# Dataset records

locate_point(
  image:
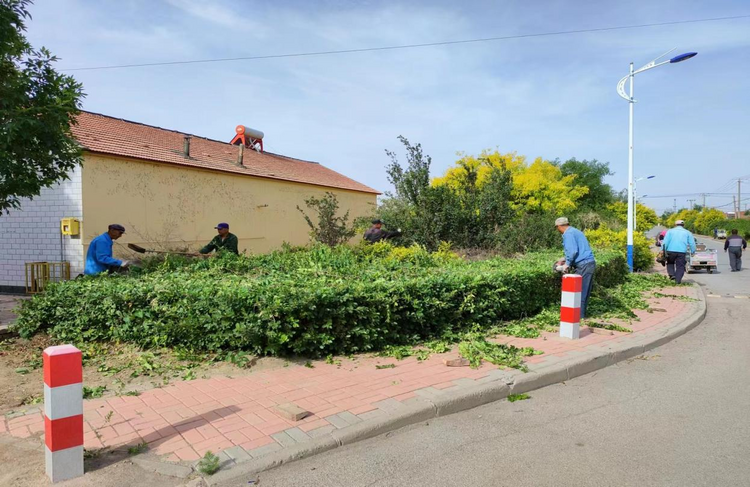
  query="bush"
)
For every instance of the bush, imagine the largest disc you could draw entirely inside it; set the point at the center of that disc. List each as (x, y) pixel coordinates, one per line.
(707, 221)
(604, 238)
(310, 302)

* * *

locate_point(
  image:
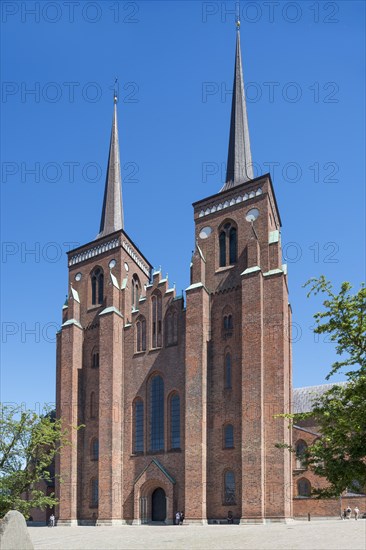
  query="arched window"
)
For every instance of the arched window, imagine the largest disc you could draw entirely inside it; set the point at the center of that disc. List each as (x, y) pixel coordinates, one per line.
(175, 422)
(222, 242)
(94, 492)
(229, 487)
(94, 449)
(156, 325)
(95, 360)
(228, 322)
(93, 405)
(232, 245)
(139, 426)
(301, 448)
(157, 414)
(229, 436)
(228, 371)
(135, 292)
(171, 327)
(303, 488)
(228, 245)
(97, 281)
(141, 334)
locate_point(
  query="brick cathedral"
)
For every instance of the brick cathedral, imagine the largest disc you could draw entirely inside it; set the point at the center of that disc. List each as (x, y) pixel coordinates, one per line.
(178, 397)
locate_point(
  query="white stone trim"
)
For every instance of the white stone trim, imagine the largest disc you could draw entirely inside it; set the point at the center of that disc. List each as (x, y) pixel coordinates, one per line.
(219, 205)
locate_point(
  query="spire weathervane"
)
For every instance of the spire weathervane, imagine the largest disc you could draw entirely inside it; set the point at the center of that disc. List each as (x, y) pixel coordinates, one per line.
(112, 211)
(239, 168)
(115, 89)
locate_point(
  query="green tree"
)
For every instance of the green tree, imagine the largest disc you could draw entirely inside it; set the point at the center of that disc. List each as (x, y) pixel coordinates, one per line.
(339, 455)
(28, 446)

# Aim of the task
In these records, tally the lines that contain the string "query", and give only the result.

# Solution to the exercise
6